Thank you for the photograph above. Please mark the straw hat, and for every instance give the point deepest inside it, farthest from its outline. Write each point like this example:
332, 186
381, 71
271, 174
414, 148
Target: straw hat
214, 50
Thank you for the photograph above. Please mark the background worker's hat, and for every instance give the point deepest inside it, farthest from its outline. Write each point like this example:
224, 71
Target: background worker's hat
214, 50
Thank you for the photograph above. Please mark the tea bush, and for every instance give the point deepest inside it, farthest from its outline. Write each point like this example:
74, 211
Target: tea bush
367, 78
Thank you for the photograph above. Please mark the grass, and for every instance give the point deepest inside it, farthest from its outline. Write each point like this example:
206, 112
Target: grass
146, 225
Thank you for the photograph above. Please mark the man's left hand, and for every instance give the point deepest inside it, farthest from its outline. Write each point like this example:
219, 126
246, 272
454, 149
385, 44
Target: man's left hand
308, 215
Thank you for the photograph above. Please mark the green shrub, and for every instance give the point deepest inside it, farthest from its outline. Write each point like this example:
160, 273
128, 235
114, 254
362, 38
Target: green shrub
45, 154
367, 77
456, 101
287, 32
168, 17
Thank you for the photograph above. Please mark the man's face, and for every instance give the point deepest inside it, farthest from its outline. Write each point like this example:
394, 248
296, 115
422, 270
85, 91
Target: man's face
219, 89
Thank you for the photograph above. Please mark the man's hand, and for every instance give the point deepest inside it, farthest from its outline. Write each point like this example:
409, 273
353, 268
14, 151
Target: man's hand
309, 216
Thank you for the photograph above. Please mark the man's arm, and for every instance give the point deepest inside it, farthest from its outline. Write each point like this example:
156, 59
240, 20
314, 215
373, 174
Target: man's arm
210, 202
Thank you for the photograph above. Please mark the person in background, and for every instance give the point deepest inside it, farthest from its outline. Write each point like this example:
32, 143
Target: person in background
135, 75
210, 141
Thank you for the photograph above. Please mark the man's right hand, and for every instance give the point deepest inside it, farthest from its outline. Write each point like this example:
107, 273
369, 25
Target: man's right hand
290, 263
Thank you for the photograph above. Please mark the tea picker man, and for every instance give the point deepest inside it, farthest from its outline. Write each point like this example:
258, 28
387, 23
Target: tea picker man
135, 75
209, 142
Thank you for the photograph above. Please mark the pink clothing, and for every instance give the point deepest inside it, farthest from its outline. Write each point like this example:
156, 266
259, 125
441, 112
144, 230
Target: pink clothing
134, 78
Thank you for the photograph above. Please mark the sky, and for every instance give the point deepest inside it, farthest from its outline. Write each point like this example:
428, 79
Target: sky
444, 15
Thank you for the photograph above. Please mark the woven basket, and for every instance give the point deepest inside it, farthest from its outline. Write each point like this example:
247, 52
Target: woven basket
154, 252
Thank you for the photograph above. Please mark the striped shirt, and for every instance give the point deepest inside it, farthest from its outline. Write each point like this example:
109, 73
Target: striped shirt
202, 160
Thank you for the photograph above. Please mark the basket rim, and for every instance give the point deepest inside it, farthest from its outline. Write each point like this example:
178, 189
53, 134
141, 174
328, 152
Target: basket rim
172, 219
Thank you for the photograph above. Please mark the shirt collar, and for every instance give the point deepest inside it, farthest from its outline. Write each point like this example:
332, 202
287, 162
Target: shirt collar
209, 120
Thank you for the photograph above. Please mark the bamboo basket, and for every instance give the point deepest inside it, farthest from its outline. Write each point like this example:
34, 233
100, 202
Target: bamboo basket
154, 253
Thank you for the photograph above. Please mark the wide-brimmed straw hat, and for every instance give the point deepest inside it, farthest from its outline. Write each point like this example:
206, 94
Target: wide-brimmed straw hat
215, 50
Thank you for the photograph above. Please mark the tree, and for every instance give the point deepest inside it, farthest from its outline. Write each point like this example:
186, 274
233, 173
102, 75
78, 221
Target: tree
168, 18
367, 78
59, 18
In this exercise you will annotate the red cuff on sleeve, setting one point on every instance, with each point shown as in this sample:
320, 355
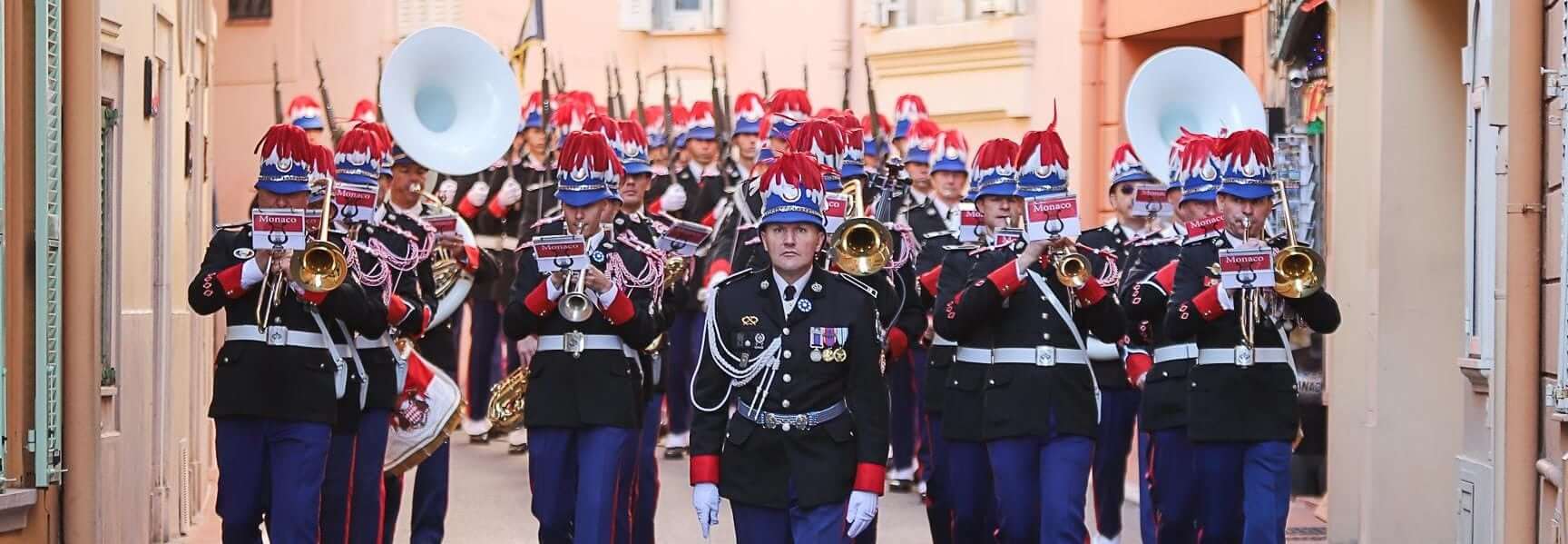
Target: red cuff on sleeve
1167, 276
869, 477
1139, 364
704, 470
928, 280
1208, 303
312, 297
230, 280
720, 265
1090, 293
622, 309
495, 209
472, 254
538, 300
1005, 278
466, 209
897, 342
397, 309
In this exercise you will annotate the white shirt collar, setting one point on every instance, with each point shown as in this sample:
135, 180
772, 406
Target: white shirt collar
800, 289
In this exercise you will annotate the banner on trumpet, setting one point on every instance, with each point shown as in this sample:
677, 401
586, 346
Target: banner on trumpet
559, 252
278, 229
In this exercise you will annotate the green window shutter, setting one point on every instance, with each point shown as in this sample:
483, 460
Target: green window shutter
45, 435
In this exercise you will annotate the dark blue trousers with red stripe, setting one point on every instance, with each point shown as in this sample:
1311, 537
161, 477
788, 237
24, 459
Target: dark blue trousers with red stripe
1245, 491
1040, 483
639, 483
271, 468
1173, 486
428, 519
351, 494
1118, 411
573, 475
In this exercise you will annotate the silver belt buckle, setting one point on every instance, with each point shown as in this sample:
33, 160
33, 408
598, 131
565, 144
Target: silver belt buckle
1044, 356
1244, 356
276, 334
573, 342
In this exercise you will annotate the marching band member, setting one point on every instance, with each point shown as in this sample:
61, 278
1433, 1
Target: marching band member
=====
▶ **Goal of the exercise**:
Pictures in the records above should not be copied. Repeat everything else exactly.

▶ **Reply**:
Thank you for the photograph above. Please mark the straw hat, and for every instance give the point deepest inside it, farthest from its outline. Write each point like this example:
332, 186
381, 71
271, 174
414, 148
Target: straw hat
214, 50
Thank you for the photograph above. Please mark the background worker's hat, and for every instance give the point deepest inside it, farthest from its outline. Write each point like this example:
224, 71
Target: background worker's hat
214, 50
Thank you for the photograph above. Please mark the tea bush, and for every instance give the point deepest inside it, farthest from its outline. Write each point like this example:
74, 211
Target: tea bush
367, 78
Thank you for the photograph above. Please mark the grass, and for every instance give the point deepest inside it, farthest from its outline. Write each point like this example:
206, 112
Target: grass
146, 225
Thank you for the photograph above. Please mark the man's left hand, and for every instance give the point deepest inside it, farthest from its outline. Write each point like this example:
219, 126
246, 272
454, 149
385, 44
Target: man's left hand
308, 215
Thank you for the photograph above. Please mark the green shrub, and for every instance give the point deepest inside it, farthest from its outline. Write each point like this example:
160, 273
128, 235
114, 254
362, 38
Target: green shrub
45, 154
367, 77
456, 101
287, 32
168, 17
Thank you for the photograph above. Please mark the man's face, and for every instance give the point deepest inside it, farthest from its outline. Write each point like this example:
394, 248
296, 115
422, 270
85, 91
Target: man's face
219, 89
Thank you for the photograph above. Please mark the man's hand, and for every instance give the point deepest inside it, farthest from its outline. Write each point like this example:
409, 273
353, 268
14, 151
Target: man's hand
309, 216
Thank you for the photograph above. Please mark the man's arm, and for every instance give the point deepest inside it, farthest from its outline. Write each point like this example:
156, 59
240, 20
314, 215
373, 174
Target: man's arm
210, 202
Thank you for the photograph above. Please mark the person in background, and for every instance give the point deepest inside it, farthest from its outline. Write each point like this example:
32, 143
Target: person in background
135, 75
210, 141
Thank you for the photograph above. Please mark the man's right hand, and for every instance give the point deepest inside it, farthest from its outline. Write each point like this example:
107, 273
369, 25
Target: man's right hand
290, 263
Thank you for the photograph above. Please mark the tea picker man, and for every instance give the point deepest inside it, farthest from its outline. Write each point like this example:
258, 28
387, 23
Target: tea picker man
135, 75
209, 142
Thank you for the photograph above. Please mark the pink clothing, and for every instance give the point deepest inside it, farthest from its outline. Write each point like this example:
156, 266
259, 125
441, 112
144, 230
Target: pink clothing
134, 78
Thank you for the photograph above. Please mark the sky, and for every instance give the point deepest inside it, farthest from its outline. Write each point like this example:
428, 79
Target: sky
444, 15
Thank you for the photograph above. Please mark the woven basket, and for every instance give the point deepest inside it, farthest from its outline. Write each point like this example:
247, 52
Target: woven basket
154, 252
Thank you for the photograph above. Please mark the striped shirt, and for every instance give the point deepest inside it, farthest from its outline. Write each point like this example:
109, 73
Target: striped shirt
202, 160
Thank you for the photograph above. Please mark the basket rim, and for every instance give the point deepest inside it, farthest from its outline. Write each point like this example:
178, 189
53, 134
141, 174
328, 152
Target: basket rim
172, 219
Thank you for the photograph above. Please mark the shirt collar, and for every instance give the point deepest inside it, farthest from its outline. Write each point like this example:
332, 202
287, 162
Target: shirt collar
209, 120
Thank you for the photograph above. Please mark the bamboo basket, and for every instance give the point deepest inside it, farthest from its outline. Write each point like this example:
34, 233
100, 202
Target: bamboo basket
154, 253
Thank you for the photograph above. Please mark the wide-brimmed straw hat, and for every instance give the point deepest inside it, farthest from its outline. Write each point like this example:
206, 94
Target: wide-brimmed straw hat
215, 50
Thank you for the photograph above. Please mark the tree, and for every instance give the point deepest inside it, farthest from its outline. Write each point like this example:
186, 274
233, 173
102, 75
78, 221
Target: tree
168, 18
367, 78
59, 18
In this exercise you will annotate the red cuff on sleeve, setting one point on every instance, with each point shown as in this sample:
320, 355
Target: red cuff on sleeve
1167, 276
869, 477
1139, 364
704, 470
928, 280
1208, 303
312, 297
230, 280
720, 265
1090, 293
622, 309
495, 209
472, 254
538, 300
1005, 278
466, 209
897, 342
397, 309
In this exercise you will annotate the white shirt collar, setting one point on every instance, with each point shown as in this sample:
135, 180
772, 406
Target: white shirt collar
800, 289
In this exercise you will annotate the banner on trumpet, setting one point on every instance, with each point shown as in this sample:
677, 401
586, 346
Target: banner on trumpet
559, 252
278, 229
In this exercise you will annotate the green window shutter, setting one point on every instance, with each point shown as in this sample:
483, 460
Target: green window shutter
45, 435
In this exercise you will annotate the dark blue trousers with red stripe, setting one point on every instance, with each point shown as in this sample:
1311, 537
161, 477
788, 237
24, 459
Target: dark blue trousers with red stripe
1245, 491
1040, 483
639, 483
271, 468
1173, 486
428, 519
351, 494
1118, 411
573, 475
In this exercise you will annotate the silver belt buckle, setting one point on every instance, with each point shown as in this sample:
33, 160
33, 408
598, 131
565, 144
Target: silver belt buckle
1044, 356
1244, 356
276, 334
573, 342
In this exercise you will annotate the marching band member, setting one point on every instance, with each point shown as in this sample:
61, 278
1433, 1
Target: marching band member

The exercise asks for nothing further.